About this task: Could you filter the records below and return each line that holds "float"?

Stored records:
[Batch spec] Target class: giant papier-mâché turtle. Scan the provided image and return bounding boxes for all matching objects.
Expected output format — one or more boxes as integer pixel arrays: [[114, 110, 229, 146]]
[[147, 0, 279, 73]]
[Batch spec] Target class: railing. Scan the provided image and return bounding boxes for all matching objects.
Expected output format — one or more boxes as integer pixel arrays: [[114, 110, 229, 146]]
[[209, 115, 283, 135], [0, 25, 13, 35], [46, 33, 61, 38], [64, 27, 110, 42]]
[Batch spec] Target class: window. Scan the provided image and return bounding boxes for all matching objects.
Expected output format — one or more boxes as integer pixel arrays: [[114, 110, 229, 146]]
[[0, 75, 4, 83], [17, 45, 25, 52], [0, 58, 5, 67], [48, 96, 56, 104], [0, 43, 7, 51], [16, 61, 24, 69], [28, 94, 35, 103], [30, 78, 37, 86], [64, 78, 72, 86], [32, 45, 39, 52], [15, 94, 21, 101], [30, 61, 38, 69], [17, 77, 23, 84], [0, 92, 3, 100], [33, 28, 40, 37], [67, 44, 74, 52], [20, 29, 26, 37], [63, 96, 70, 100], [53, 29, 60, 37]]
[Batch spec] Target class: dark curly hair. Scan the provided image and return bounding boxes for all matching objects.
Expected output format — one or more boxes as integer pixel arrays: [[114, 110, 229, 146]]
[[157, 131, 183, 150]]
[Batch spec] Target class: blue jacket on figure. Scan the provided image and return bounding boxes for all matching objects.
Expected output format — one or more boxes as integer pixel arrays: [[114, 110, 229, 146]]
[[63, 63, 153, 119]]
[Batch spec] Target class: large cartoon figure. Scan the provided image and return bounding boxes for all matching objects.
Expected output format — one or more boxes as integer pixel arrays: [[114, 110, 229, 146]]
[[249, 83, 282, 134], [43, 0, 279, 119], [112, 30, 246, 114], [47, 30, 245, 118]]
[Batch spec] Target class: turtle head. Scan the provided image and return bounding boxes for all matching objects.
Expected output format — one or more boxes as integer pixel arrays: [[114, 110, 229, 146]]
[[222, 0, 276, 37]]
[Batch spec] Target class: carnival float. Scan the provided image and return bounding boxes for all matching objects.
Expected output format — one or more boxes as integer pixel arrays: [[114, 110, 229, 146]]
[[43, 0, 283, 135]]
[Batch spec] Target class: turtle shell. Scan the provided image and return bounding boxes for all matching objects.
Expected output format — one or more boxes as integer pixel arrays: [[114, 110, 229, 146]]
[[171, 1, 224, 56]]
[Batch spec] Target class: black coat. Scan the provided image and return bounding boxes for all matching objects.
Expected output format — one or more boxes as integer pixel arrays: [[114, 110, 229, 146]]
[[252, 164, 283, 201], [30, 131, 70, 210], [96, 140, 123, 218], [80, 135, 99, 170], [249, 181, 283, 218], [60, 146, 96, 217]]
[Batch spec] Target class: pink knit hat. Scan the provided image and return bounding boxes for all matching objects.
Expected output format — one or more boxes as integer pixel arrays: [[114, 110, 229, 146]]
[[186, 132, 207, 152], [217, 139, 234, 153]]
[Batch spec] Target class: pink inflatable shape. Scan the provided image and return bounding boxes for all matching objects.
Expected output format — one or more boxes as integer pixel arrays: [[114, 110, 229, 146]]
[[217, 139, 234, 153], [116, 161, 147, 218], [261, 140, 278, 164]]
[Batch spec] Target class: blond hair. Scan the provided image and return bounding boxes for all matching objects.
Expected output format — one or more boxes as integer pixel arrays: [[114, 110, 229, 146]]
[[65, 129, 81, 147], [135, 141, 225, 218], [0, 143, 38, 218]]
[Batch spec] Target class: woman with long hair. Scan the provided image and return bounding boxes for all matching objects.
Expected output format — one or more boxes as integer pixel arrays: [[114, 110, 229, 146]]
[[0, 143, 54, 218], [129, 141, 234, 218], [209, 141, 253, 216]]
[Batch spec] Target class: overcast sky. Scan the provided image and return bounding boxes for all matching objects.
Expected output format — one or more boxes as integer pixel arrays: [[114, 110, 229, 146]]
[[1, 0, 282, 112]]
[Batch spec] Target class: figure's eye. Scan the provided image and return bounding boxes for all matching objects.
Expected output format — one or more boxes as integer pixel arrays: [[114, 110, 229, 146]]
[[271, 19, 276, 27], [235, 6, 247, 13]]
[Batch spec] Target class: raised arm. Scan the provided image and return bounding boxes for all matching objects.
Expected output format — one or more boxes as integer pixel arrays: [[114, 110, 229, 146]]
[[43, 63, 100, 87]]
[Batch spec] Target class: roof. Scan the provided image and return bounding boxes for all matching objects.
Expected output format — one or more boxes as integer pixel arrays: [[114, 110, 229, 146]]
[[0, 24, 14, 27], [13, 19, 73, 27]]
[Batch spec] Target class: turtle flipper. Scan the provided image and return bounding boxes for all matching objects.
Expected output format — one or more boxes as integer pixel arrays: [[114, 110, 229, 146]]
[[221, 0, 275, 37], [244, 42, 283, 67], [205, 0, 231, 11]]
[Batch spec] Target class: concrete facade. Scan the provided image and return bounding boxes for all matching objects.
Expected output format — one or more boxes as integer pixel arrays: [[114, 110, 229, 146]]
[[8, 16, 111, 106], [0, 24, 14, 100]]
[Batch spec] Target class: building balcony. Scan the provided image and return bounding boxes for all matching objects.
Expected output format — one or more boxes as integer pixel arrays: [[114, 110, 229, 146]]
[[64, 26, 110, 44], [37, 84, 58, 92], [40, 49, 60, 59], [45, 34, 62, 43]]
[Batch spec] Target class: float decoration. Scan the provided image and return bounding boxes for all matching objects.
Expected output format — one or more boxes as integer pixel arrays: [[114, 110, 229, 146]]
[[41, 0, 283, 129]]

Answer section:
[Batch spec] Target class: carnival float. Scan the provided image and return bounding boxes for all matching objects.
[Batch spec] Target class: float decoration. Scan the provided image and return bounding boxes for all matching objects.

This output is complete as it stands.